> **WHAT THE EXERCISE ASKS**
Copy out all of the rows below, swapping "stone wall" for "brick wall" wherever it occurs and changing nothing else.
◇ ◇ ◇
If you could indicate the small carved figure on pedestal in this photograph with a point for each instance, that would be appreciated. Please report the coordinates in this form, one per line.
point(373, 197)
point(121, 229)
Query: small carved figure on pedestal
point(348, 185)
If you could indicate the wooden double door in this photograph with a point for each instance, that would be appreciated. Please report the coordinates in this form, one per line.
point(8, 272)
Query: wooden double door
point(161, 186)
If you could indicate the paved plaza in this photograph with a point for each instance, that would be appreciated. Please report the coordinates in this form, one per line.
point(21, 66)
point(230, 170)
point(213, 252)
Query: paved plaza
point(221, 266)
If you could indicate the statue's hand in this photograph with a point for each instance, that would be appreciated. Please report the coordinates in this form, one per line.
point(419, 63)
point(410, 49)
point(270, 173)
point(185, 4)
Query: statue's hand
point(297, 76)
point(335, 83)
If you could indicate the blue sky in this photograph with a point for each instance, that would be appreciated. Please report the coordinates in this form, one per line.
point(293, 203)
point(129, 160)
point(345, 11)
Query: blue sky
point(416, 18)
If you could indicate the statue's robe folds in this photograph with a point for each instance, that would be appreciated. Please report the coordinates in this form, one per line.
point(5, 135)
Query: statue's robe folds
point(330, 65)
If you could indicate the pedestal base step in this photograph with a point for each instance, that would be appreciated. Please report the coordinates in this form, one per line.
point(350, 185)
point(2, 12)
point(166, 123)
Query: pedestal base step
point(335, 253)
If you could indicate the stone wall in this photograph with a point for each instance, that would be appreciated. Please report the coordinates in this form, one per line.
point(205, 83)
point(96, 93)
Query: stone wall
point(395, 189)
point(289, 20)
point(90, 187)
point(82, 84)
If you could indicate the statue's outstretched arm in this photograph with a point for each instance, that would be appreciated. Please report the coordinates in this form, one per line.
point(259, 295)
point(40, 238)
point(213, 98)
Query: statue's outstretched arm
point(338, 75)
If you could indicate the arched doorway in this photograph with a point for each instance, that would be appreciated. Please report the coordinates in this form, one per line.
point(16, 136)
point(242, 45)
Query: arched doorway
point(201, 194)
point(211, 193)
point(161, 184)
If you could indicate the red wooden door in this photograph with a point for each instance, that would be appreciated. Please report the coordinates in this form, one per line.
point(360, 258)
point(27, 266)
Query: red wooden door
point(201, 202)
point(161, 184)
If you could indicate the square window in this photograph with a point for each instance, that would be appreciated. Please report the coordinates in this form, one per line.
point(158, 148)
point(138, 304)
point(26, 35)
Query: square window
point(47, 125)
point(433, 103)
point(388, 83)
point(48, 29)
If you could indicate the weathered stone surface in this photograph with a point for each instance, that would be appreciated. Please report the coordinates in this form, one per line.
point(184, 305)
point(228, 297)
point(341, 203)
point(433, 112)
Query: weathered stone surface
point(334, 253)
◇ ◇ ◇
> **THE COMPLETED TASK**
If you could indicate the small carved figure on pedestal in this photograph with a point for each instance, that would be appreciated. Please report the coordinates in this form, one per line.
point(373, 197)
point(121, 229)
Query: small carved figure on pedestal
point(348, 185)
If you could indicate the wooden double door in this photograph with a point for each instance, that would be appreciated. Please report the coordinates in this form, one per line.
point(8, 272)
Query: wooden double door
point(161, 186)
If you could indicate the paved plaza in this photograph with a point for each instance, that would be appreciated. Please report the coordinates in this form, one per line.
point(21, 66)
point(230, 170)
point(213, 252)
Query: paved plaza
point(221, 266)
If you could indicate the statue's hand in this photograph with a point for each instance, that would be appreciated. Please report the coordinates in this form, one per line.
point(419, 63)
point(410, 49)
point(270, 173)
point(185, 4)
Query: statue's hand
point(297, 76)
point(335, 83)
If you could indicate the blue sky in this photograph with a point for each instance, that would be appreciated. Please report the coordinates in this form, one per line.
point(293, 203)
point(129, 160)
point(345, 11)
Query: blue sky
point(416, 18)
If you could indicate the statue's robe folds in this photograph with a point for each instance, that would be appreciated. Please report the coordinates in this form, one per line.
point(5, 135)
Query: statue's robe folds
point(330, 65)
If you could indicate the pedestal base step in this photograph with a point for each instance, that would be appreciated. Please report the coordinates in this form, one per line.
point(350, 185)
point(2, 12)
point(166, 123)
Query: pedestal base step
point(335, 253)
If you could indicate the brick wall in this photograph with a point for each instance, that would be appreciated. Please report the coordinates in this form, one per line.
point(205, 83)
point(96, 93)
Query: brick wall
point(395, 189)
point(289, 20)
point(90, 187)
point(82, 84)
If you could indicate the statue's outstretched arm in this photograph with a point for each instance, that would be appreciated. Please report the coordinates in this form, one per line.
point(259, 295)
point(40, 238)
point(213, 98)
Query: statue's outstretched arm
point(338, 75)
If you could indicate the arched doorway in this photograph with a point for each instance, that would be appreciated. Please report the coordinates in this form, one per line.
point(16, 136)
point(242, 45)
Query: arched doorway
point(201, 194)
point(211, 193)
point(161, 184)
If you could indicate the red wooden door in this photograph with a point for each instance, that would be appreciated. Please report the coordinates in this form, one per line.
point(360, 258)
point(27, 266)
Query: red wooden door
point(201, 202)
point(161, 184)
If you could indicate the square window in this photograph with a point for each instance, that would be appreciated. Please report the coordinates in this form, one per line.
point(158, 148)
point(138, 304)
point(26, 35)
Query: square window
point(47, 125)
point(433, 103)
point(388, 83)
point(48, 29)
If you could indicate the weathered stone surface in this photograph with a point for each instance, that would be appreciated. Please report the coordinates in this form, one per line.
point(184, 305)
point(228, 297)
point(341, 203)
point(433, 112)
Query: weathered stone surface
point(334, 253)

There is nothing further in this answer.